If a line below includes the string "granite", copy it.

Entries taken from a collection:
● ● ●

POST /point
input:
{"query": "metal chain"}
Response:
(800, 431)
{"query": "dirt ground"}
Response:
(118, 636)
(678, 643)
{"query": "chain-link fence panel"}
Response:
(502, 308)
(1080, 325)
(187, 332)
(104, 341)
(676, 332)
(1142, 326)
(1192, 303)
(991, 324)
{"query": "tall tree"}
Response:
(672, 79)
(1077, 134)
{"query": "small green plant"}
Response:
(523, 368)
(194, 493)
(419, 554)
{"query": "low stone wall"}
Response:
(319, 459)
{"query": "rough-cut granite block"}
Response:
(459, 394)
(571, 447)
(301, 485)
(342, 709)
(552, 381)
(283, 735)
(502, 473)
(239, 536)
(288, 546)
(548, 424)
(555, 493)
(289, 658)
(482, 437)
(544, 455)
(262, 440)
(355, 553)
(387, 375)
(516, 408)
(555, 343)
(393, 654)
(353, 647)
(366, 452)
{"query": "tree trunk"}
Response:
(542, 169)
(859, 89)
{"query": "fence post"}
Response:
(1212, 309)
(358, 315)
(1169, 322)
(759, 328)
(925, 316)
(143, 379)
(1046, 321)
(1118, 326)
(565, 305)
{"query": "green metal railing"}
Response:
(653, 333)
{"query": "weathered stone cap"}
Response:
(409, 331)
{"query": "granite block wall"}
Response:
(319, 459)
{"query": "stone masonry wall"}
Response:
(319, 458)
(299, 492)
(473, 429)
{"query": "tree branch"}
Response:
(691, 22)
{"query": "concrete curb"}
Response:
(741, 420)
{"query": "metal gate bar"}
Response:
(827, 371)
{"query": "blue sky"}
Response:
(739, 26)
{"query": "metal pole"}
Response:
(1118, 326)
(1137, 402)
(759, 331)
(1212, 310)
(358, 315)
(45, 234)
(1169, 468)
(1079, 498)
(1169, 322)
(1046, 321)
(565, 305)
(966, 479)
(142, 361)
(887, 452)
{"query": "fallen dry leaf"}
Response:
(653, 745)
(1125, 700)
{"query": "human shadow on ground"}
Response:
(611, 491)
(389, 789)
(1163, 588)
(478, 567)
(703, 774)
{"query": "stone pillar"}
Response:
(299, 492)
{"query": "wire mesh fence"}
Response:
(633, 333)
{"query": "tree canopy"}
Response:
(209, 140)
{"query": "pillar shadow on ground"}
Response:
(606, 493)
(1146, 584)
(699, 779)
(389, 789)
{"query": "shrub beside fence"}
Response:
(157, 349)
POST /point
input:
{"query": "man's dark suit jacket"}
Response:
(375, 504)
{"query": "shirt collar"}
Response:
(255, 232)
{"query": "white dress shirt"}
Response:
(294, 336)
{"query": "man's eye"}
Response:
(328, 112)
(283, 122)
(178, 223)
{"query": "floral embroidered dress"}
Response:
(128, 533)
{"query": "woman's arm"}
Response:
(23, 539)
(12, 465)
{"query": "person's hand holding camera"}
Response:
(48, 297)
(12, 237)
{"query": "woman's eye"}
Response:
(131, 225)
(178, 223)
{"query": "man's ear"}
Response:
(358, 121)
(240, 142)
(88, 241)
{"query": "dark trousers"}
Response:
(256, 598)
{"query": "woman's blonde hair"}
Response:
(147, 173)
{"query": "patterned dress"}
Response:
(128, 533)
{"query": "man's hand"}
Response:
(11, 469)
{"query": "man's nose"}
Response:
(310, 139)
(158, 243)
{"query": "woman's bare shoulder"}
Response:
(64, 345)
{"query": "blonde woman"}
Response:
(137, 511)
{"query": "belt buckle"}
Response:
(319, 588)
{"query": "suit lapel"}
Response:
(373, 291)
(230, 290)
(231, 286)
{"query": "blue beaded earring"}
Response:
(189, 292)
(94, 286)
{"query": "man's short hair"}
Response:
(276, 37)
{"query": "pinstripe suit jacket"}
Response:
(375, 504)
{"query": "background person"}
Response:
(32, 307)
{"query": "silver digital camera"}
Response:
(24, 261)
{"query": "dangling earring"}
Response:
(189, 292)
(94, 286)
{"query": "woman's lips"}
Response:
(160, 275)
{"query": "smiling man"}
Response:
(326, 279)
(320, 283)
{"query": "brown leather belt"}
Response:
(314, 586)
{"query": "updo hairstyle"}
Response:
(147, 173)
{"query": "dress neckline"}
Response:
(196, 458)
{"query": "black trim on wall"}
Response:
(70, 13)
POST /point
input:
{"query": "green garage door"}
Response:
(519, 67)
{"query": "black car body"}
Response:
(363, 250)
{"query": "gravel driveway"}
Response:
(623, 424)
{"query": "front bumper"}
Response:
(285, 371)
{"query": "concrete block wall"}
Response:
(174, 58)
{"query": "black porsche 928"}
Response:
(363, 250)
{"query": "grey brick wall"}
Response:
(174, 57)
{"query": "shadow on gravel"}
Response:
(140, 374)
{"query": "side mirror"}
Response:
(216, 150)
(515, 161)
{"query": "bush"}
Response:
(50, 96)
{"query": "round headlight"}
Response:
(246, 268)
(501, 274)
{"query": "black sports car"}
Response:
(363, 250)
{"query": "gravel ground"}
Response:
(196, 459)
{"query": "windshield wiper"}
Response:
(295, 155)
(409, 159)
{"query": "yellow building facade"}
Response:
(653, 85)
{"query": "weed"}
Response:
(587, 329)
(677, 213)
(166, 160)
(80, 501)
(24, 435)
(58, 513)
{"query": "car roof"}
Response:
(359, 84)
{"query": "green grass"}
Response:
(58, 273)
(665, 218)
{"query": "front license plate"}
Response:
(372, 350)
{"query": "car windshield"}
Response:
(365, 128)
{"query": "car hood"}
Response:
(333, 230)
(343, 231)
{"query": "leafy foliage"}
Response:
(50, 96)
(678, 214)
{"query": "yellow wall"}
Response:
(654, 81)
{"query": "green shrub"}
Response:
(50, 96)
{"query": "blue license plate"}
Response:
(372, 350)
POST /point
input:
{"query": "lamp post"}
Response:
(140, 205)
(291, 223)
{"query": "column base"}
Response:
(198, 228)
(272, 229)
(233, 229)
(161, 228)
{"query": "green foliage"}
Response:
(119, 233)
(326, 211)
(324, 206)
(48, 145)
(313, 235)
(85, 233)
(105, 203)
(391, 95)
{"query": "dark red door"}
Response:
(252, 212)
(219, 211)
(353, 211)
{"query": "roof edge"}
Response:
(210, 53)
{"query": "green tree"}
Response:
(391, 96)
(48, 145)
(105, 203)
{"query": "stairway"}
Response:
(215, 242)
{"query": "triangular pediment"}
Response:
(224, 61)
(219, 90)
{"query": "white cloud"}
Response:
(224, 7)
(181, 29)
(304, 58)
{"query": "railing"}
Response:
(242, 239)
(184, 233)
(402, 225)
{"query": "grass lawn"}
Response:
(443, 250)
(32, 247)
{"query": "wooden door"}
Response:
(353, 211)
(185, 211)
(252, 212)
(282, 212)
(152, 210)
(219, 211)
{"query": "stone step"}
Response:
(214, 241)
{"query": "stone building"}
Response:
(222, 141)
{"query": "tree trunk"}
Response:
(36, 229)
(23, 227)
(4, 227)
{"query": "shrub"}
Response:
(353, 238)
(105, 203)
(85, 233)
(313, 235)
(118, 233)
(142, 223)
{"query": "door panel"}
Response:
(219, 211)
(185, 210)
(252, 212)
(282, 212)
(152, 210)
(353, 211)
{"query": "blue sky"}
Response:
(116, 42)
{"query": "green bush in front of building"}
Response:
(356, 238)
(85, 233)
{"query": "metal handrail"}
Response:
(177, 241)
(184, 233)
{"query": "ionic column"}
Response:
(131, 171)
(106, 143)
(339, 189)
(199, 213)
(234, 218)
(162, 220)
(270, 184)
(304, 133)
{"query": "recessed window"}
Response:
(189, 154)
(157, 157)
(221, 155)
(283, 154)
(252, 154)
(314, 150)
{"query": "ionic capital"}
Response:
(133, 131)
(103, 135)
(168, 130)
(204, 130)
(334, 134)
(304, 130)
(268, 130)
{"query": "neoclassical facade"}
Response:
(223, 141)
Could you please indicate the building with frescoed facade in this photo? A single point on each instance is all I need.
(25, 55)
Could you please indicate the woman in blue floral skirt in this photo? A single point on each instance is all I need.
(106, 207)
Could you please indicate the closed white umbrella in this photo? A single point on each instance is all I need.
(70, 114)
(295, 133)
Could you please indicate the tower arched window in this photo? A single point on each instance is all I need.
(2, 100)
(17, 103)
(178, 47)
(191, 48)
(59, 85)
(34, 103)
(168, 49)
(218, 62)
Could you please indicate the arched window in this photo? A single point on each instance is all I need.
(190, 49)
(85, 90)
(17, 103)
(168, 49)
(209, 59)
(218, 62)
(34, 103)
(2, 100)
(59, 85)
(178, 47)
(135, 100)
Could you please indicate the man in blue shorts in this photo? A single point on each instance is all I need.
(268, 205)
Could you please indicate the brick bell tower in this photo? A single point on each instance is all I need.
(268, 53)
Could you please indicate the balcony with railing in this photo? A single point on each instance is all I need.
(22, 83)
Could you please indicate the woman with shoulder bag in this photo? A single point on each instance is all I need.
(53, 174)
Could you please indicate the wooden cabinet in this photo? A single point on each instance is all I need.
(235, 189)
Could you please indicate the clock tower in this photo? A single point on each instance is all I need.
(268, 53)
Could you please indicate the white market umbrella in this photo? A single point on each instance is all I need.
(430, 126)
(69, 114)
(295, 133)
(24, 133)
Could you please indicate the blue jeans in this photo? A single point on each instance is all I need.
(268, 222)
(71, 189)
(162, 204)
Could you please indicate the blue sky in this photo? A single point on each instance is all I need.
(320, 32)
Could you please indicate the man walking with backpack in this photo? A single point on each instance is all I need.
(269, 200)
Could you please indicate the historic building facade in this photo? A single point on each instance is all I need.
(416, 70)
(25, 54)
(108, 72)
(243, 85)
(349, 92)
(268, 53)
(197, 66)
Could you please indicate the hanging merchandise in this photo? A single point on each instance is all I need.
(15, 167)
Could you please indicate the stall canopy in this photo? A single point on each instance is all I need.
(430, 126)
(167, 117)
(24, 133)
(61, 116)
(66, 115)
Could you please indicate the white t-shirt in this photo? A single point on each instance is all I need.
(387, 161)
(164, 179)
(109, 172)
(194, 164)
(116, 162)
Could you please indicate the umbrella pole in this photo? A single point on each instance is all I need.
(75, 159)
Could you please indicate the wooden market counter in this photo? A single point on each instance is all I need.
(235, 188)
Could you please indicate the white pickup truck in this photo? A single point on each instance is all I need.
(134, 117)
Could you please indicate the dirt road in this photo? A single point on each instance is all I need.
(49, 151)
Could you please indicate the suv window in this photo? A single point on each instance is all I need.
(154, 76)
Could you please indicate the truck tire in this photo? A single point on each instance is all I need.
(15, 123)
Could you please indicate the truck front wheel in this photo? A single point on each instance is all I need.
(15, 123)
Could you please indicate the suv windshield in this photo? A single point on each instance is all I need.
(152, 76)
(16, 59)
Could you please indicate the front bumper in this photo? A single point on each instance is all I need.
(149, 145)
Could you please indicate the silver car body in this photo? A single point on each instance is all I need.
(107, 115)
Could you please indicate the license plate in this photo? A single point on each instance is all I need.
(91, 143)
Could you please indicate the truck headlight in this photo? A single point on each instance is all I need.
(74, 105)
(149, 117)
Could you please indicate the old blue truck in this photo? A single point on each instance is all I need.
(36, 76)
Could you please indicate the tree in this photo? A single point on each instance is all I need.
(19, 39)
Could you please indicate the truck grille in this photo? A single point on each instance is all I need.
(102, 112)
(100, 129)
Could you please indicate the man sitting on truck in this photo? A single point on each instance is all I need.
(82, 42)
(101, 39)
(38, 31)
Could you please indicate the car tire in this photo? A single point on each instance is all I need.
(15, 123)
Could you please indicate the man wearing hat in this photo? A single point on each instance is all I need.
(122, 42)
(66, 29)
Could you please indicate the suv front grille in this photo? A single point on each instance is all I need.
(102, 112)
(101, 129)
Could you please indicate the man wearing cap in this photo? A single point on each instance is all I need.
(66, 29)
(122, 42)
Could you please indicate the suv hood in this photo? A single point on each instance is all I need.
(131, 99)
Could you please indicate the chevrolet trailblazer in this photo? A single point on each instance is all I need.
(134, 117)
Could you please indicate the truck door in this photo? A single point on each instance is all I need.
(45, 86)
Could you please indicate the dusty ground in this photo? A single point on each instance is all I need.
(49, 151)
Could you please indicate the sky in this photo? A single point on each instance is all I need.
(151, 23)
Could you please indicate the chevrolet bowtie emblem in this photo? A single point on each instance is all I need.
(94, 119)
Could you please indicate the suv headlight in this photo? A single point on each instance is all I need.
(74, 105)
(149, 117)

● ● ●

**SOLUTION**
{"query": "rough-cut granite block"}
{"query": "granite block wall"}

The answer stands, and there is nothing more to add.